→ **Given passage**:
*** Begin section ***

Sartre went so far as to declare “We are our possibilities.”
As may patients and I explore these concerns, we turn back to the issue of clothes and self-presentation. Grooming ourselves for each day is one way to affirm that something new – and, ideally, interesting – may happen. It allows us to feel as though we have not resigned ourselves to a world of infinite time and no space, where a thin trickle of events has nowhere to go in any direction . . . except maybe drop-by-drop onto our heads like Chinese torture. If we let ourselves go in one major area, like appearance, we are inclined to let go in other ways. We can’t allow ourselves to risk not liking ourselves. If we do, then decline is easy, just when we need to be ready for things when they do turn around. And they will be different when they do, which makes being ready all the harder.
I have begun modeling self-care to my patients. While I am not wearing ties as much, I don’t wear sweats either. I talk about exercise and eating well. I let my patients know that caring for oneself is real work, worth as much as the work they do at the office. Nobody is suggesting that sheer vanity is a worthwhile motivation, but self-respect and dignity are. As we age, dignity becomes more of a concern, since aging is not always pretty. Our hair gets thinner, we may stoop. The passage of time and the pull of gravity are inevitable. We may dwell in our minds, but we live in our bodies. So, we still need to show the world and ourselves that we have not abandoned appearances.

*** End section ***

→ **Given records**:
*** Begin section ***

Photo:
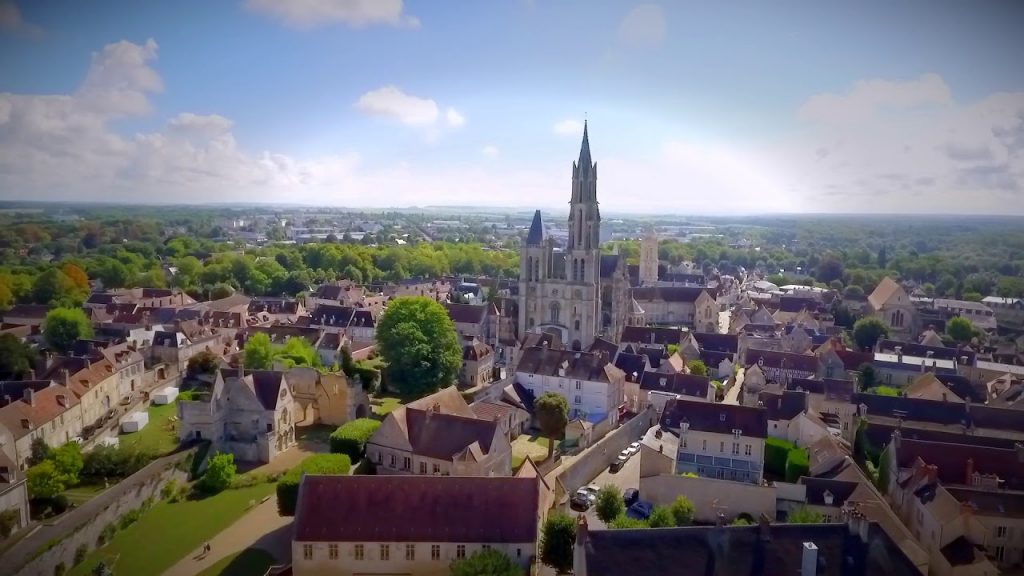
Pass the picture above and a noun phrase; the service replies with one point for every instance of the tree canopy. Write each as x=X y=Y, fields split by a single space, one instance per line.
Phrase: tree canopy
x=419 y=342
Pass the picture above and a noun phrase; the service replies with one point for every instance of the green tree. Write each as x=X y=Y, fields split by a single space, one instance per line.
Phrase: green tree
x=557 y=541
x=662 y=517
x=258 y=353
x=418 y=340
x=485 y=563
x=697 y=368
x=219 y=474
x=682 y=510
x=866 y=332
x=609 y=503
x=16 y=358
x=44 y=480
x=960 y=329
x=64 y=326
x=553 y=415
x=803 y=515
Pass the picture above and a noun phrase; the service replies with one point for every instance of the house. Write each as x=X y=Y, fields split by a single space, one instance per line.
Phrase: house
x=13 y=494
x=591 y=383
x=723 y=441
x=52 y=414
x=679 y=305
x=411 y=525
x=854 y=547
x=890 y=303
x=246 y=413
x=326 y=398
x=477 y=364
x=656 y=388
x=440 y=435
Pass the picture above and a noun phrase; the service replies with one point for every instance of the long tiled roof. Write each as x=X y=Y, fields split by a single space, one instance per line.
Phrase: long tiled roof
x=417 y=508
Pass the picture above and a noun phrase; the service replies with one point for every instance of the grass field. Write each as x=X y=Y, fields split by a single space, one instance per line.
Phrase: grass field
x=168 y=532
x=250 y=562
x=160 y=436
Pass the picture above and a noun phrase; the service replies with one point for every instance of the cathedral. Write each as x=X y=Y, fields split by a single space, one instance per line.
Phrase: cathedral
x=573 y=291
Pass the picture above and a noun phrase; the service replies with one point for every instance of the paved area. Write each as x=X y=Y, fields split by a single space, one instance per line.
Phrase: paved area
x=261 y=528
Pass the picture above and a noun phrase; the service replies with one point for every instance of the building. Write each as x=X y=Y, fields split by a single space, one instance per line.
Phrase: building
x=576 y=292
x=440 y=435
x=890 y=303
x=414 y=525
x=246 y=413
x=723 y=441
x=590 y=382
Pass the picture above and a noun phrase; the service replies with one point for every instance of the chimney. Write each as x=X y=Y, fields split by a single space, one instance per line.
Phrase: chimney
x=809 y=563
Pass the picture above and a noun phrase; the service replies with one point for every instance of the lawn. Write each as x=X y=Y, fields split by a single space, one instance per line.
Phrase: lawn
x=82 y=494
x=168 y=532
x=250 y=562
x=160 y=436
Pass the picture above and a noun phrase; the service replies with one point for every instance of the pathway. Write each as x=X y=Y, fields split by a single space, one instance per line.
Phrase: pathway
x=261 y=528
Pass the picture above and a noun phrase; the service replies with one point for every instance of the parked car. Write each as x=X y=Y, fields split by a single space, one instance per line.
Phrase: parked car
x=640 y=509
x=630 y=496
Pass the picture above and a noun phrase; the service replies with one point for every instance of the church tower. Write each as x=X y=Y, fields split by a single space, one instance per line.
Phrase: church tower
x=648 y=259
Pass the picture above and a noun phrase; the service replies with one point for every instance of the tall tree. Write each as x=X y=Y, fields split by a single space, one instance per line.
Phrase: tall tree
x=553 y=415
x=418 y=340
x=557 y=541
x=485 y=563
x=866 y=332
x=64 y=326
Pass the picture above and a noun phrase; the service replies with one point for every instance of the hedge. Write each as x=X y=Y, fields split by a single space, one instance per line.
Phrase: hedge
x=288 y=486
x=797 y=464
x=776 y=452
x=351 y=438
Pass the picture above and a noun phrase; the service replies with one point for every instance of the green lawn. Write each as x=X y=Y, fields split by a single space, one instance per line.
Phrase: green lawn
x=82 y=494
x=160 y=436
x=250 y=562
x=168 y=532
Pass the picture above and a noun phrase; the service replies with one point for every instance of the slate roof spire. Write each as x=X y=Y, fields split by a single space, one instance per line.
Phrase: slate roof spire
x=537 y=233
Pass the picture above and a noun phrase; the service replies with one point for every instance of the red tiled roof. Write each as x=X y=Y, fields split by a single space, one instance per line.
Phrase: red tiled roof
x=417 y=508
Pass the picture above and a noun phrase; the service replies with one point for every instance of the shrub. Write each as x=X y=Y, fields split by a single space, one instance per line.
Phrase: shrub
x=350 y=438
x=288 y=486
x=776 y=452
x=218 y=476
x=797 y=464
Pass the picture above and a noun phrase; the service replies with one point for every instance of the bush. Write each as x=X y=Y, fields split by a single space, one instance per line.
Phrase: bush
x=288 y=486
x=797 y=464
x=776 y=452
x=218 y=476
x=350 y=439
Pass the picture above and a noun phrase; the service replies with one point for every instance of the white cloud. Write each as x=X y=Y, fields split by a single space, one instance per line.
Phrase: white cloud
x=644 y=26
x=389 y=101
x=568 y=128
x=454 y=118
x=356 y=13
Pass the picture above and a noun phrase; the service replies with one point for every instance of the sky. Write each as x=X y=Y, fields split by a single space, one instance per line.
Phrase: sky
x=693 y=108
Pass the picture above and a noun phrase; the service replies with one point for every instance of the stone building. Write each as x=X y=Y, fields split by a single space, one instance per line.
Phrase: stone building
x=577 y=292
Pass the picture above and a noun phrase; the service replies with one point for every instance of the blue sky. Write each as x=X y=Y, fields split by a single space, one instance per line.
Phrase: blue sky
x=694 y=107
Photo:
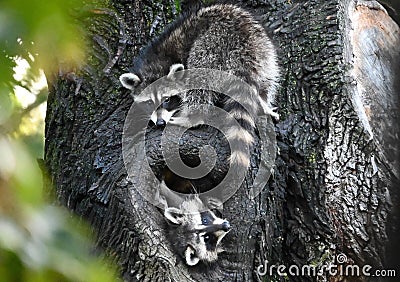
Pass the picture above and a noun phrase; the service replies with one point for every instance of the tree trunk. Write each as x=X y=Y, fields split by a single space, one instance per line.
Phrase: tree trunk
x=333 y=190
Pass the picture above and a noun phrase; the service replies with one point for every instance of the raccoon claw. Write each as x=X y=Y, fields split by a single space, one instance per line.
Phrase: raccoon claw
x=214 y=203
x=184 y=122
x=271 y=112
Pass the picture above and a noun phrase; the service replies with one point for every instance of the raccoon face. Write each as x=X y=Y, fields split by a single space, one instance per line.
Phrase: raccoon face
x=167 y=105
x=198 y=231
x=166 y=110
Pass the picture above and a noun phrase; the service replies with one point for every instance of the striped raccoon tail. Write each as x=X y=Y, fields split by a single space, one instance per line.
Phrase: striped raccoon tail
x=243 y=107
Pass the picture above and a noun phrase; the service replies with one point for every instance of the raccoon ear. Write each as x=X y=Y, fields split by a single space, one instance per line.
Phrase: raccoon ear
x=190 y=256
x=173 y=215
x=172 y=71
x=129 y=80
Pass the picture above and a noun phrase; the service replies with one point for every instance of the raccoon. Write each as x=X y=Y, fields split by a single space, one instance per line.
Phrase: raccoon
x=195 y=231
x=194 y=228
x=223 y=37
x=167 y=105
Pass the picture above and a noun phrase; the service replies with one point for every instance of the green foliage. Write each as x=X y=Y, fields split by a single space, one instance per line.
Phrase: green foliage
x=38 y=241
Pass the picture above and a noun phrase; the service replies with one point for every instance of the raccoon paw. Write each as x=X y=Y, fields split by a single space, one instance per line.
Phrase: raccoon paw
x=271 y=112
x=184 y=121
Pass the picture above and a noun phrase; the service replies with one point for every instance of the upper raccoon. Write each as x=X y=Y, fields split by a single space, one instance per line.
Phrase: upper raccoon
x=223 y=37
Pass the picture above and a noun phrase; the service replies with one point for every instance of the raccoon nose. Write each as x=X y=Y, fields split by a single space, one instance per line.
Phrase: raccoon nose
x=160 y=122
x=226 y=226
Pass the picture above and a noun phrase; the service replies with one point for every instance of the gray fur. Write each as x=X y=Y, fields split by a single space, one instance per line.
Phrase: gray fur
x=195 y=231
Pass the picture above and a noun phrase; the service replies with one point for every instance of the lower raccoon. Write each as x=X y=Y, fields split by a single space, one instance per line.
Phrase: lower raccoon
x=195 y=230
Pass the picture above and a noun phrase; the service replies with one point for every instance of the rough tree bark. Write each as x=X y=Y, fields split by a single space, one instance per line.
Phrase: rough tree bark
x=333 y=189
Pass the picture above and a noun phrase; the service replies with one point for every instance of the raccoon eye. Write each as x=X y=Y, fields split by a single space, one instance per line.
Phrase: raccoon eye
x=205 y=221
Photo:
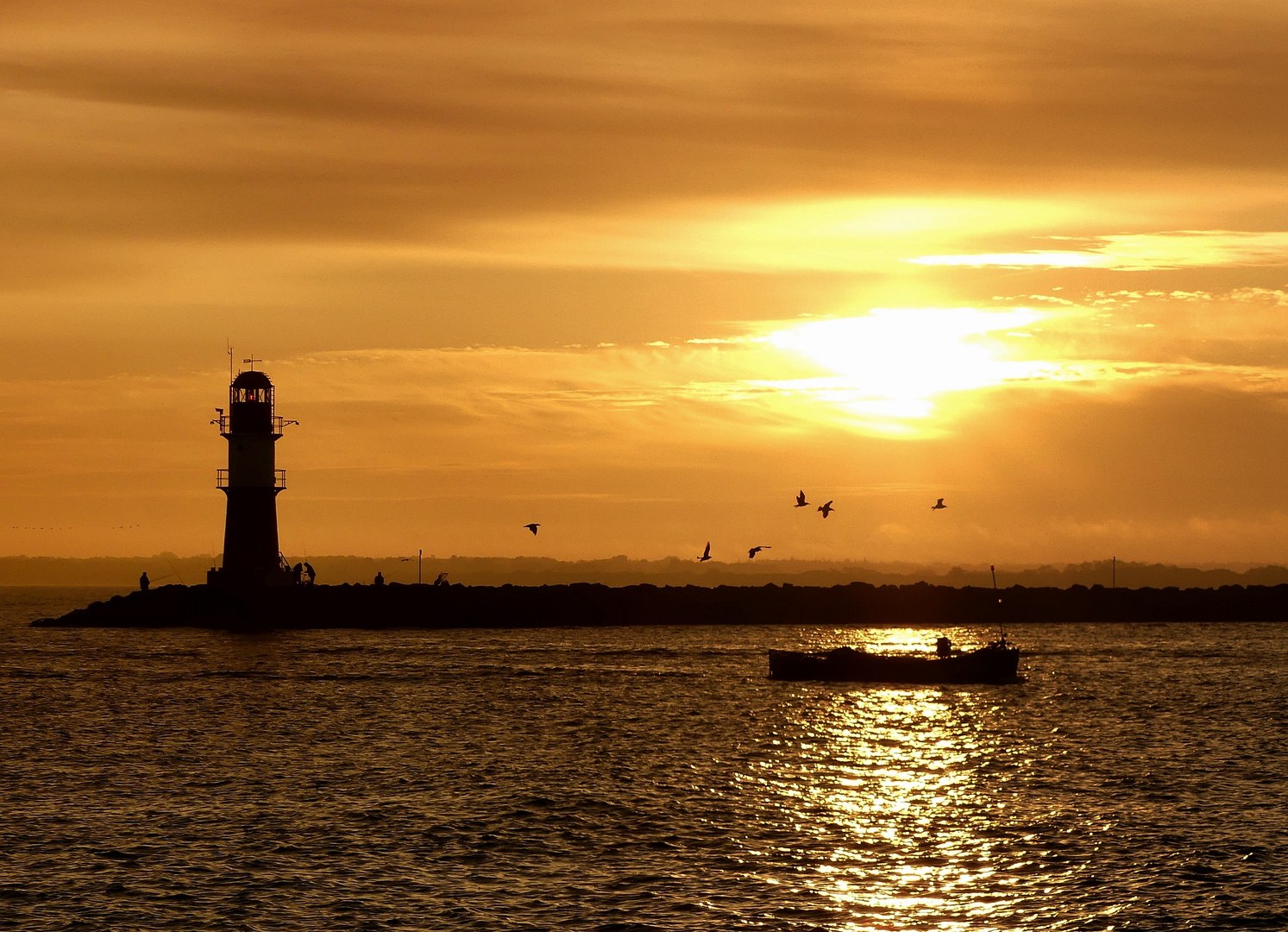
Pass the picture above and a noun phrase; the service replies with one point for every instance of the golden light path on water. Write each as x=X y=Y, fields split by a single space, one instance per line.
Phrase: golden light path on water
x=902 y=785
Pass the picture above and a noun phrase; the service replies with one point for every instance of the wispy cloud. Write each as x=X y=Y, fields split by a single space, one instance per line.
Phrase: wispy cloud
x=1140 y=252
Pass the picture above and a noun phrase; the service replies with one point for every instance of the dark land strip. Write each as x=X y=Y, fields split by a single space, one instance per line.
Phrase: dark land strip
x=595 y=605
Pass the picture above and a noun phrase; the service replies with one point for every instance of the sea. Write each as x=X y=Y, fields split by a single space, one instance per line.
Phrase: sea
x=630 y=778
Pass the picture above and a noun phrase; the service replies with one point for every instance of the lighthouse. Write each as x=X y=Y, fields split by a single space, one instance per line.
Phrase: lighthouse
x=251 y=482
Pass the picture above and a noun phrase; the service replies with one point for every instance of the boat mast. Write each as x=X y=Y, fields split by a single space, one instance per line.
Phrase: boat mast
x=1001 y=631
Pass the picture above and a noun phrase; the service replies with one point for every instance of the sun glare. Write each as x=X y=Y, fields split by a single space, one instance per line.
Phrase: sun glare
x=891 y=362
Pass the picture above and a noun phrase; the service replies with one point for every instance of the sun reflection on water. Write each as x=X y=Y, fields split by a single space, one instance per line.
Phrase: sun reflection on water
x=891 y=804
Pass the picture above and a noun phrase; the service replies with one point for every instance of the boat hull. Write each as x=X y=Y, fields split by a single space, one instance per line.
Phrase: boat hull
x=992 y=664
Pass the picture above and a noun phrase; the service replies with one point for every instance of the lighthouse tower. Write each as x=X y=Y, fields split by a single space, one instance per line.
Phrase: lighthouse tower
x=251 y=482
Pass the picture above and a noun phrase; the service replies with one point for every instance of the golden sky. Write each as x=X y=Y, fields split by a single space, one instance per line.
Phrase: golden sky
x=639 y=271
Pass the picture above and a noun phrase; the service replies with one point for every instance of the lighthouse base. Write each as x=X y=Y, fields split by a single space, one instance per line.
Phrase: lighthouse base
x=250 y=579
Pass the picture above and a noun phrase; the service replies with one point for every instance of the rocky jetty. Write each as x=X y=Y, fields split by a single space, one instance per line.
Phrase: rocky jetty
x=593 y=605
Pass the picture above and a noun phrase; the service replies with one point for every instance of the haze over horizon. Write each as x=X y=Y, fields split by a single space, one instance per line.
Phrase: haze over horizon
x=642 y=272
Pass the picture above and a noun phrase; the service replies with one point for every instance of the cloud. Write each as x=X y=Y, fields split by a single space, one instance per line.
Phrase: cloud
x=1141 y=252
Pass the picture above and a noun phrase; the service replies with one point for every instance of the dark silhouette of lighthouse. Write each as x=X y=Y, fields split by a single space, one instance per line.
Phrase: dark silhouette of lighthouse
x=251 y=482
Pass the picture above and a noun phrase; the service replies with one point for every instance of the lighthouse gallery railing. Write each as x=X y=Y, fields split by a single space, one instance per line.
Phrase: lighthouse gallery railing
x=279 y=478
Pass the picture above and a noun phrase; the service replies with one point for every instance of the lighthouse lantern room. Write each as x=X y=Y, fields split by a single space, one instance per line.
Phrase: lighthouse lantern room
x=251 y=483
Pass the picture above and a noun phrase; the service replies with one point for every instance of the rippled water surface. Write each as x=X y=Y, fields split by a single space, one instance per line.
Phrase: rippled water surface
x=635 y=778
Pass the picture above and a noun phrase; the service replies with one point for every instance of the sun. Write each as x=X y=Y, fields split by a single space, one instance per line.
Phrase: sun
x=893 y=362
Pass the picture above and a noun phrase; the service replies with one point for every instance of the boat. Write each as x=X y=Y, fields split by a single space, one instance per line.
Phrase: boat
x=995 y=663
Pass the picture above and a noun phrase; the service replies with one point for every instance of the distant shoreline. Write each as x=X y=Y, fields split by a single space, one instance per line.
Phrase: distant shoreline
x=624 y=571
x=594 y=605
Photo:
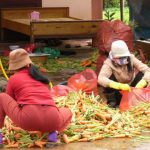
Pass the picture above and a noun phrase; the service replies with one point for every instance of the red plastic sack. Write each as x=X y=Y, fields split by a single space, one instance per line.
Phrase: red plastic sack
x=110 y=31
x=60 y=90
x=85 y=81
x=99 y=63
x=133 y=98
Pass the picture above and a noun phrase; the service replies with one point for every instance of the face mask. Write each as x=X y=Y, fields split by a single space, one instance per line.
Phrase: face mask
x=121 y=61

*** End section ***

→ **Task 1**: Duplicate everything in the essay on self-presentation from "I have begun" down to "not abandoned appearances.".
→ **Task 2**: According to the essay on self-presentation, which two things are described as inevitable?
→ **Task 3**: Resume the essay on self-presentation after its final sentence.

→ **Task answer 1**:
I have begun modeling self-care to my patients. While I am not wearing ties as much, I don’t wear sweats either. I talk about exercise and eating well. I let my patients know that caring for oneself is real work, worth as much as the work they do at the office. Nobody is suggesting that sheer vanity is a worthwhile motivation, but self-respect and dignity are. As we age, dignity becomes more of a concern, since aging is not always pretty. Our hair gets thinner, we may stoop. The passage of time and the pull of gravity are inevitable. We may dwell in our minds, but we live in our bodies. So, we still need to show the world and ourselves that we have not abandoned appearances.

→ **Task answer 2**: The passage of time and the pull of gravity.

→ **Task answer 3**:
I read recently that fashion magazines like Vogue and Harper’s Bazaar will never be the same, and that some of these publications may disappear. Clothes have come to seem more utilitarian; disposable fashion is dismissed as wasteful. I can appreciate that. But without being fashionistas, we can treat each day as an occasion, indeed as multiple potential occasions to which we have invited ourselves. It’s good to be an active participant in your life. If you skype with our friends, or even talk on the phone, you can spruce up. The phone is perhaps even better than Skype, since we can imagine our friends imagining us. When we prepare dinner (however so humble), we can put on something clean, shave, fix our hair (just acting gender-specific is an advance overthrowing on jeans and a t-shirt).
The point is that in these days of isolation, we each need to perform our identity and practice who we want to become. We need to make personal choices that reflect our taste, our sense of our own value, and what we might still be to other people. We need to perform our roles even if no one is presently clapping, or even in the audience. This is because we need to envision ourselves as potentially the object of other people’s thought. At this point in the pandemic, reality is a consensual process, where each of us helps each other affirm our mutual existence. This is now a more acute version of the usual case.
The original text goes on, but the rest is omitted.